■ TO DO ■
Lay out all the rows as a numbered list, with one line per item and no blank lines.

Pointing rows

################

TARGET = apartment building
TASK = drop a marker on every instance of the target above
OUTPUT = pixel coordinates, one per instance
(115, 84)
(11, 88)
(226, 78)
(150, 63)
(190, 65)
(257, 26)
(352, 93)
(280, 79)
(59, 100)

################

■ ANSWER TO THE TASK ■
1. TARGET = apartment building
2. TASK = drop a marker on every instance of the target above
3. OUTPUT = pixel coordinates, one per instance
4. (115, 84)
5. (11, 88)
6. (226, 78)
7. (150, 63)
8. (190, 65)
9. (257, 26)
10. (352, 93)
11. (280, 79)
12. (59, 100)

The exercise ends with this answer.